+++ PROVIDED DATA

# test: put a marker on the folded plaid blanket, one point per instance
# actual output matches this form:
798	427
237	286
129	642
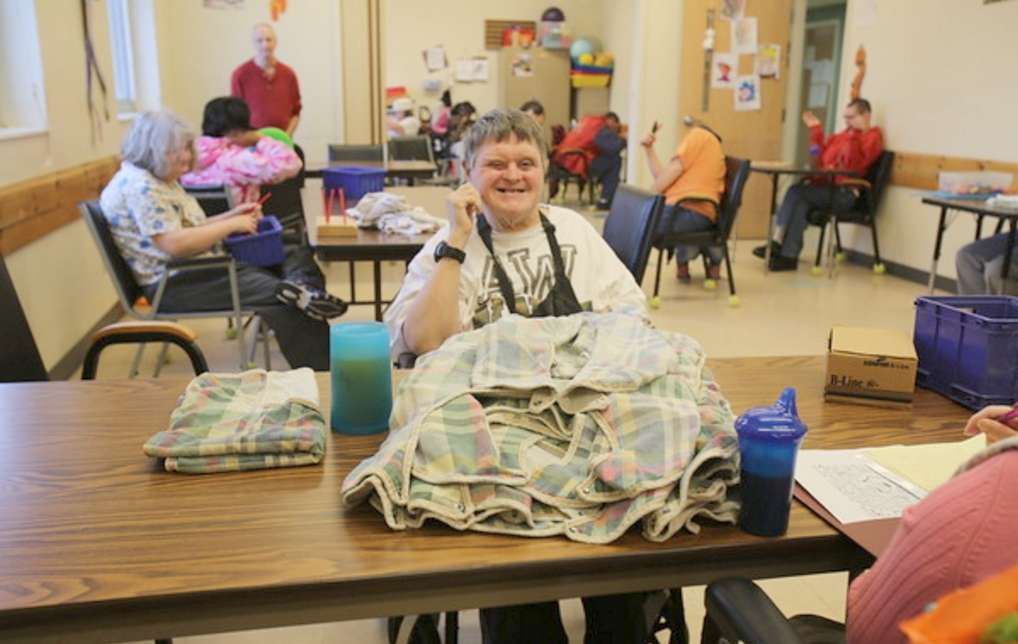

++++++

WORK TASK
Drop the pictures and reproduce the rest of the data exactly.

RESULT OF THIS TASK
# test: put a marker on the folded plaid blanket, one point per instance
# actual output matches this form:
798	427
237	286
129	642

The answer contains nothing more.